*TASK DETAILS*:
Starting with the line that contains "Pin every instance of the brown leaves" and stopping after the line that contains "Pin every instance of the wild", return each line below exactly as written, with no others.

*SUPPLIED RECORDS*:

········

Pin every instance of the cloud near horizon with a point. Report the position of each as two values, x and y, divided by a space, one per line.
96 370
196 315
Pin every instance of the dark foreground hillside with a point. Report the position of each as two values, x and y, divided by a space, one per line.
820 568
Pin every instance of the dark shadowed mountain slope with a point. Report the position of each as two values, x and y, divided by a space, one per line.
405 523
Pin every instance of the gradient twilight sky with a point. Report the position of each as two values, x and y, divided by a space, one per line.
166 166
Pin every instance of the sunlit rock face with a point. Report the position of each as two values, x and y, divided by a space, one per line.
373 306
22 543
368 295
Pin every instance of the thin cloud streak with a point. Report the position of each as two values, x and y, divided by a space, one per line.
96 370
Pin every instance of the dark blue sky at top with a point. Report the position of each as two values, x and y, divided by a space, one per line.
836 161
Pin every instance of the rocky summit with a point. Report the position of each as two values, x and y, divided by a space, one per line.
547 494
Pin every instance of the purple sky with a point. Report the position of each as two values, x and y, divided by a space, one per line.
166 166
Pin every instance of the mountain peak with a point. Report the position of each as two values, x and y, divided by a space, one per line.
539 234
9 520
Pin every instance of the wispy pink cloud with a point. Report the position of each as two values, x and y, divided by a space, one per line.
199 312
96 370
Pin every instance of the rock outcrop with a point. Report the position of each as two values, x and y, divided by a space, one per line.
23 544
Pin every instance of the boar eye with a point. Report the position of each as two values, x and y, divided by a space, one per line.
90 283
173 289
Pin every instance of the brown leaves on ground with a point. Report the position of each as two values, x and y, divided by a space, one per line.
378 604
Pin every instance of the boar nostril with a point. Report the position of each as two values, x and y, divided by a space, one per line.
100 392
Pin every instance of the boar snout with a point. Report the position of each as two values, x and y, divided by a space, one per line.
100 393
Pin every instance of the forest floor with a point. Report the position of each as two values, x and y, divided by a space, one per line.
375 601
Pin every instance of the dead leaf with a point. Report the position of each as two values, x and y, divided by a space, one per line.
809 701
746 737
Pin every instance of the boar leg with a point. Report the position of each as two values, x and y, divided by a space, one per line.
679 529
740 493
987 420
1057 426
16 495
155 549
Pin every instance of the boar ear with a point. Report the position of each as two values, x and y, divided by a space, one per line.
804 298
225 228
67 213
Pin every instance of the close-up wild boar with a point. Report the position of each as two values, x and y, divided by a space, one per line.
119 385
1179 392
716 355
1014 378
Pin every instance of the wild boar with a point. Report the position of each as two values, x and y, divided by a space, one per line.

········

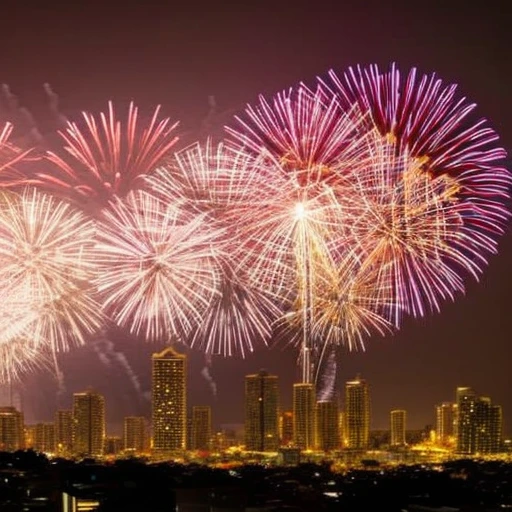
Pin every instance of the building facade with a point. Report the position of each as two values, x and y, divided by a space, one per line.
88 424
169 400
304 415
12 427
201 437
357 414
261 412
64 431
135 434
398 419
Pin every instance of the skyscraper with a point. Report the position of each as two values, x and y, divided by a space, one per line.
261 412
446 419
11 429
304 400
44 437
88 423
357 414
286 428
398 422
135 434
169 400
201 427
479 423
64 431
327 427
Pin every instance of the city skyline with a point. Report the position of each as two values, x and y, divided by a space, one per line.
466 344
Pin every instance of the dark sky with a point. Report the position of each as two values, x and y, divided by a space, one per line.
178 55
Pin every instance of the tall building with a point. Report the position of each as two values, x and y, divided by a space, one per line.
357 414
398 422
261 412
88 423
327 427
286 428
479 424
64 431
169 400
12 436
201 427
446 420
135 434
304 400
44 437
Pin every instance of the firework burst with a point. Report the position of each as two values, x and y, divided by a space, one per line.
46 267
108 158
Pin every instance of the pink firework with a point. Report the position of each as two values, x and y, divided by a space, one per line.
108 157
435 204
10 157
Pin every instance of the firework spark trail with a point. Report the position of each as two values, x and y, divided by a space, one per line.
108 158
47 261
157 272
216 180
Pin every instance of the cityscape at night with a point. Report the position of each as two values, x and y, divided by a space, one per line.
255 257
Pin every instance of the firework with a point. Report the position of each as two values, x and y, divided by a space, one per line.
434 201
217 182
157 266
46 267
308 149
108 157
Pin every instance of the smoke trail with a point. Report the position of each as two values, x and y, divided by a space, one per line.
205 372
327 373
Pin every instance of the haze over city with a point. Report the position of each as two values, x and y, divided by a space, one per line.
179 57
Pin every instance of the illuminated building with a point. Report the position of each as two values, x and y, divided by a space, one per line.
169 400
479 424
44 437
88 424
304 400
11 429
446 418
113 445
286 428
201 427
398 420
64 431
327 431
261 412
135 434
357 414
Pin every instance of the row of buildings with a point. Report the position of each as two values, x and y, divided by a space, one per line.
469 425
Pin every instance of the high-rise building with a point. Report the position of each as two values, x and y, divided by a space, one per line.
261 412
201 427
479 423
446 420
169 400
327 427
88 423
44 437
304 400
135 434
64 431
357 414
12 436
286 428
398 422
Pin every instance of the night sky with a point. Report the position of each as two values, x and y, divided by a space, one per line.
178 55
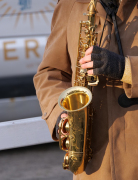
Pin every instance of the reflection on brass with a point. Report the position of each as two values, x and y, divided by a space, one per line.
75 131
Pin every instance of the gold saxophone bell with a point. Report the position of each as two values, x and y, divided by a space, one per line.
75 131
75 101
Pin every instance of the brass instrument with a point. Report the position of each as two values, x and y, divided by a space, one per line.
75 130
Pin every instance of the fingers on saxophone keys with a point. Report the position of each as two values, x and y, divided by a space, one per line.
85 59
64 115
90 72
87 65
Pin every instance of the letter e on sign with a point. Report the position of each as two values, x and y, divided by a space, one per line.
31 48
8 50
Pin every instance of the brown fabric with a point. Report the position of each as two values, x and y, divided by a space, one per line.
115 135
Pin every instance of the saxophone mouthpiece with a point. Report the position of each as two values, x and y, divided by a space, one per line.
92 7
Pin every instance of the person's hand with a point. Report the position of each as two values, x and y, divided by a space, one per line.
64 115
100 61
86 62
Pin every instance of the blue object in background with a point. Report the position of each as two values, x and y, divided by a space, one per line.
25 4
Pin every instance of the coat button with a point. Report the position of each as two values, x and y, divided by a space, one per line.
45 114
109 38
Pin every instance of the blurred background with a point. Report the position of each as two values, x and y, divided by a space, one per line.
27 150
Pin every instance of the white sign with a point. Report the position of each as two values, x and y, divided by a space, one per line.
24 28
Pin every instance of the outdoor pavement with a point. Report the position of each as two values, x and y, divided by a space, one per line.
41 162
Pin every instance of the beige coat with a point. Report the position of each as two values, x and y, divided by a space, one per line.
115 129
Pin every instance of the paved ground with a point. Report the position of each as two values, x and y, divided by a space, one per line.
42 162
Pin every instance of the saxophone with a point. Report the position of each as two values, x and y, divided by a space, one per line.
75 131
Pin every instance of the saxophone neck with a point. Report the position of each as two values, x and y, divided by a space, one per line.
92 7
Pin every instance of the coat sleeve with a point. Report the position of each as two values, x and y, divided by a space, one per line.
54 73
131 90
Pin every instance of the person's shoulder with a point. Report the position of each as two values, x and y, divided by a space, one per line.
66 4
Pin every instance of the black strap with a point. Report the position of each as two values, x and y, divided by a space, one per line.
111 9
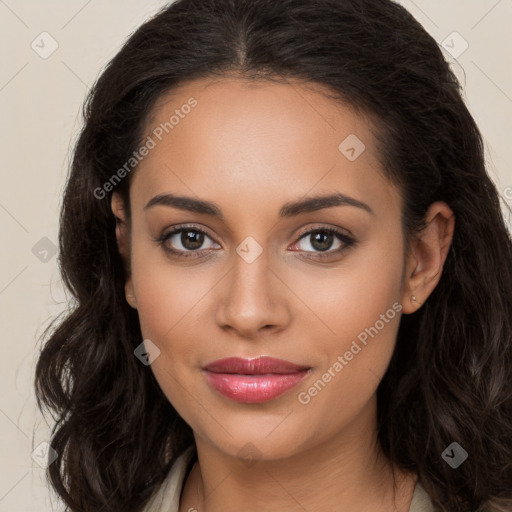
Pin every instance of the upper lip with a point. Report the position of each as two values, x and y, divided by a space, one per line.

········

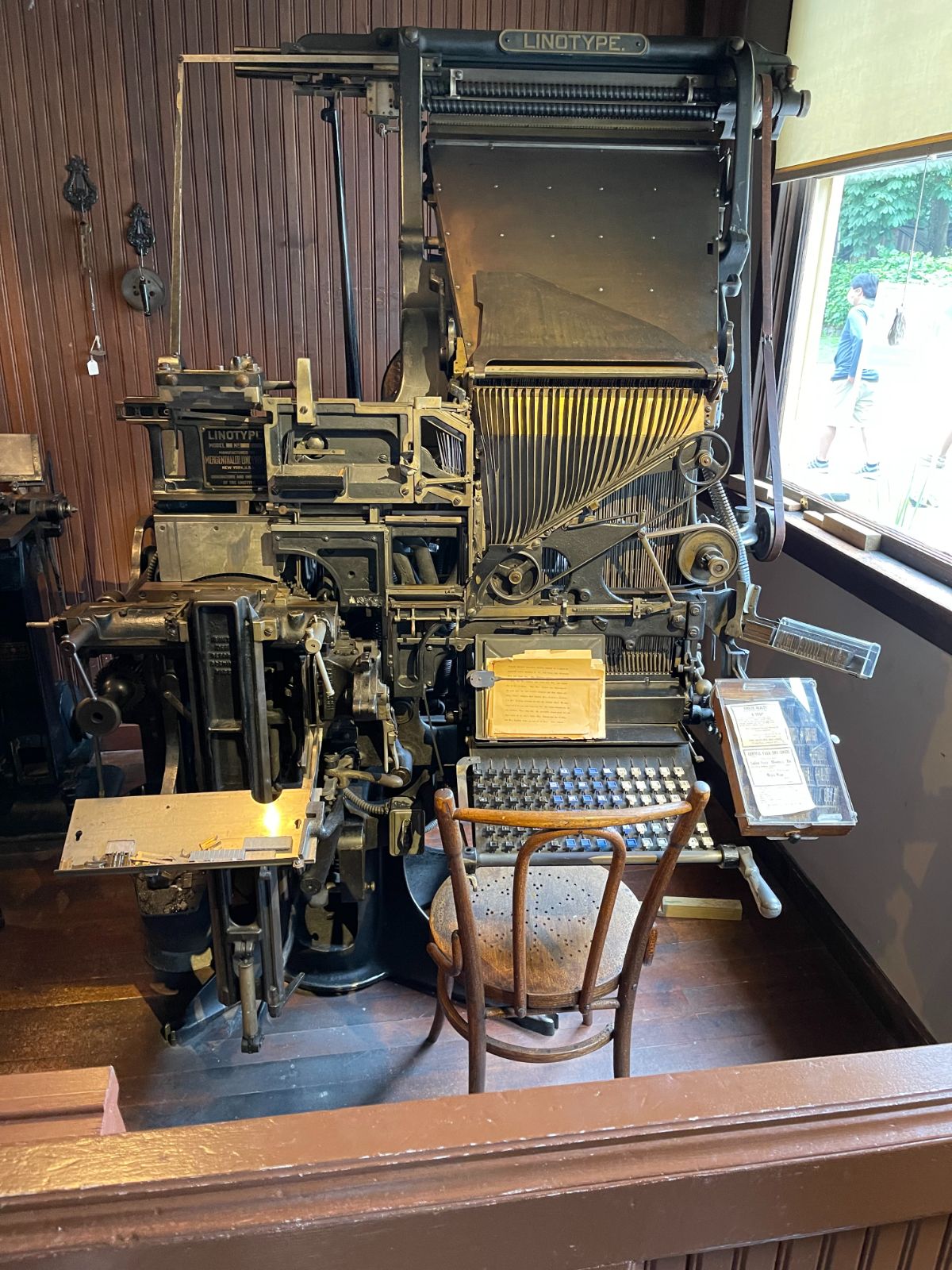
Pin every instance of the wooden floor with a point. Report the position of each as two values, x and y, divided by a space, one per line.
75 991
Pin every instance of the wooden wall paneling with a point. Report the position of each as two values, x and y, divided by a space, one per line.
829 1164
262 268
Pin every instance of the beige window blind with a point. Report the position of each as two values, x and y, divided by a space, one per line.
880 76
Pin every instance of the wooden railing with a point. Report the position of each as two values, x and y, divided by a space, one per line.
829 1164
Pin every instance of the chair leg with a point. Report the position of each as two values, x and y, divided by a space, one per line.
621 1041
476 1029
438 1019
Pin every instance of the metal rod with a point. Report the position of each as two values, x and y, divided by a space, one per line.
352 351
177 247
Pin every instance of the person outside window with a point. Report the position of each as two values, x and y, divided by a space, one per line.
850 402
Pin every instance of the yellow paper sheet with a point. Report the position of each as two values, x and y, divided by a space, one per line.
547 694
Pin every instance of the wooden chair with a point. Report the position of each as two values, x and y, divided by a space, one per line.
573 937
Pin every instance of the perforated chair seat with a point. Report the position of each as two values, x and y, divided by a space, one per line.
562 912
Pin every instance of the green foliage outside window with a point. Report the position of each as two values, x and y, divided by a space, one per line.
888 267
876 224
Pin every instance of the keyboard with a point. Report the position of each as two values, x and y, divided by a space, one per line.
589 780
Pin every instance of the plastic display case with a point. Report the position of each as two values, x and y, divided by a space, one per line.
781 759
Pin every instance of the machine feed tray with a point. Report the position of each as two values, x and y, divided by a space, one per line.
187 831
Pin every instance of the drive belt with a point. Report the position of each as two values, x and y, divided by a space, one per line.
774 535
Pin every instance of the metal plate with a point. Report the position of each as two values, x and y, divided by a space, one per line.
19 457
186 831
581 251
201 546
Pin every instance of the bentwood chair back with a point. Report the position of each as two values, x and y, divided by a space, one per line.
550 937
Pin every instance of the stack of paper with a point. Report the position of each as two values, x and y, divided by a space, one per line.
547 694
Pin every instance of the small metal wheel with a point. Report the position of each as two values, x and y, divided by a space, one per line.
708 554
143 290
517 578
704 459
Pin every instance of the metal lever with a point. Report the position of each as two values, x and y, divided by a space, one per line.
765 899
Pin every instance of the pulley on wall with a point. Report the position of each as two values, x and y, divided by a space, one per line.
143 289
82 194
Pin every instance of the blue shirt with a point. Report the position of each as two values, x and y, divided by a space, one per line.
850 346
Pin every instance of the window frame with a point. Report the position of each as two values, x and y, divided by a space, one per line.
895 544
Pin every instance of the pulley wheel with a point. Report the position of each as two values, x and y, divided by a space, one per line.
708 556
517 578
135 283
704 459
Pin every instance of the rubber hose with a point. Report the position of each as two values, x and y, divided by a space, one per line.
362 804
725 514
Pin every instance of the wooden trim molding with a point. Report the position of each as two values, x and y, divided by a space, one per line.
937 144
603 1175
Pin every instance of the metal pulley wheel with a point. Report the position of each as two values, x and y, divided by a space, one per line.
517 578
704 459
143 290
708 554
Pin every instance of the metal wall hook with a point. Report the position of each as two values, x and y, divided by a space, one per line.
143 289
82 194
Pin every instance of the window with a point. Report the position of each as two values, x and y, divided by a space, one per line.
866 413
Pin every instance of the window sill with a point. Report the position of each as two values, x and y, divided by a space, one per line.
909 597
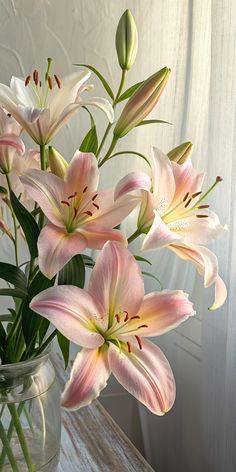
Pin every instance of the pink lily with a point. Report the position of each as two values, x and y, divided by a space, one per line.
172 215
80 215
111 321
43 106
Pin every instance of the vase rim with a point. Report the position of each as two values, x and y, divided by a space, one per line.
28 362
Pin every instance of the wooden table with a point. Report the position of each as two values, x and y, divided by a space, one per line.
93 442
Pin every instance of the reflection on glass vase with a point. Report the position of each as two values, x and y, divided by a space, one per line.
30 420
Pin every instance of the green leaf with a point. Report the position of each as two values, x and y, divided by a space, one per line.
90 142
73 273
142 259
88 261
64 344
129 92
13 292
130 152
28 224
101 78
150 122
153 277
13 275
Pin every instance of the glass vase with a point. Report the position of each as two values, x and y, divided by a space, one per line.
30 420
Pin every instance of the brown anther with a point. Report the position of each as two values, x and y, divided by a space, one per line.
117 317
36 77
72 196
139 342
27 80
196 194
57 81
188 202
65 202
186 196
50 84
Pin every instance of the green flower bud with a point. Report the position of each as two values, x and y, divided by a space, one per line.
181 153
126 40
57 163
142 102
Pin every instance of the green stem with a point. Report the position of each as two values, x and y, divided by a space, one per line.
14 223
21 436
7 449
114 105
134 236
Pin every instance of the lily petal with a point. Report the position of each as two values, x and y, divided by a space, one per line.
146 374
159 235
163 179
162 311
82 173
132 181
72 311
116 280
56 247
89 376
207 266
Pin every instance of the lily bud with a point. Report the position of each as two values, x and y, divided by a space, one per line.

········

*YOUR SOLUTION*:
Pin every instance of the brown leaves on ground with a point. Report the position of each as two values, x and y, divided by a space, one per line.
378 604
Pin every instance of the boar nostril with a point. Report the position of each as two values, x and y, divided by a space, one per line.
100 392
Pin every instance of the boar snout with a point. Report the position of each as two values, x and y, divided by a space, one per line.
100 393
Pin every instance of the forest floor with a point. Report the position of each as two values, x and y, divided by a space, one per line.
375 601
Pin every instance of the dead leaf with a point. Report the position of each as two values, x and y, divided by a space, one per line.
809 701
746 737
Pin every instance of the boar leg with a point. Report the position of each as two values, x and y, divided by a space, one per line.
679 529
740 493
987 420
1057 426
16 495
155 549
Pin every instance of the boar ear with a point. Report the position of each as two values, x and y, divided by a space, one per line.
804 298
225 228
67 213
Pin every instance of the close-up wild boar with a point. Report the position of each as two values, x and y, divided by a space, one per line.
119 385
1179 392
716 355
1014 378
Pin every instance of the wild boar with a point. Report the position of each as two values, x and y, divided by a space, one per line.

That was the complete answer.